*Task to carry out*
Copy out every line of the rows below word for word, but leave out the pictures.

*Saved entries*
○ ○ ○ ○ ○

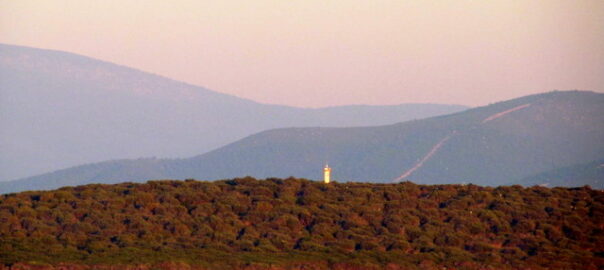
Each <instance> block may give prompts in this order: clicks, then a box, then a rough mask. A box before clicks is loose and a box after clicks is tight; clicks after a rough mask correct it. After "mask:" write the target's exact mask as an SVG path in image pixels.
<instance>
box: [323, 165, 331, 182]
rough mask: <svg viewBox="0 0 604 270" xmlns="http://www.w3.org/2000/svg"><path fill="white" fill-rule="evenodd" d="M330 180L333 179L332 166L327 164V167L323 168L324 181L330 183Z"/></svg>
mask: <svg viewBox="0 0 604 270" xmlns="http://www.w3.org/2000/svg"><path fill="white" fill-rule="evenodd" d="M330 180H331V168H329V165H327V164H325V168H323V182H325V184H329V181H330Z"/></svg>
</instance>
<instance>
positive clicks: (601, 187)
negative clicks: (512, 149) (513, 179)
mask: <svg viewBox="0 0 604 270" xmlns="http://www.w3.org/2000/svg"><path fill="white" fill-rule="evenodd" d="M577 183H579V184H581V185H589V186H592V187H597V188H600V189H601V188H604V159H600V160H596V161H592V162H588V163H585V164H579V165H573V166H568V167H563V168H557V169H554V170H551V171H547V172H542V173H539V174H536V175H533V176H529V177H526V178H524V179H522V180H520V181H518V182H517V183H515V184H524V185H541V186H546V187H555V186H575V185H577Z"/></svg>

○ ○ ○ ○ ○

*Task output*
Each <instance> block may give prompts in this order: clicks, then a box, then a rough mask. A box before clicks is loose and a box after clicks is tight; clicks after a rough mask correct it. After "mask:" write the target's exact mask as an SVG path in image pixels.
<instance>
box: [323, 165, 331, 182]
rough mask: <svg viewBox="0 0 604 270" xmlns="http://www.w3.org/2000/svg"><path fill="white" fill-rule="evenodd" d="M330 180L333 179L332 166L327 164V167L323 168L324 181L330 183Z"/></svg>
mask: <svg viewBox="0 0 604 270" xmlns="http://www.w3.org/2000/svg"><path fill="white" fill-rule="evenodd" d="M330 180H331V168H329V165H327V164H325V168H323V182H325V184H329V181H330Z"/></svg>
</instance>
<instance>
positive clicks: (601, 187)
negative clicks: (512, 149) (513, 179)
mask: <svg viewBox="0 0 604 270" xmlns="http://www.w3.org/2000/svg"><path fill="white" fill-rule="evenodd" d="M577 183H579V184H581V185H589V186H592V187H597V188H600V189H601V188H604V159H600V160H596V161H592V162H588V163H585V164H579V165H573V166H568V167H563V168H557V169H554V170H551V171H547V172H542V173H539V174H536V175H533V176H529V177H526V178H524V179H522V180H520V181H518V182H517V183H515V184H524V185H541V186H546V187H555V186H575V185H577Z"/></svg>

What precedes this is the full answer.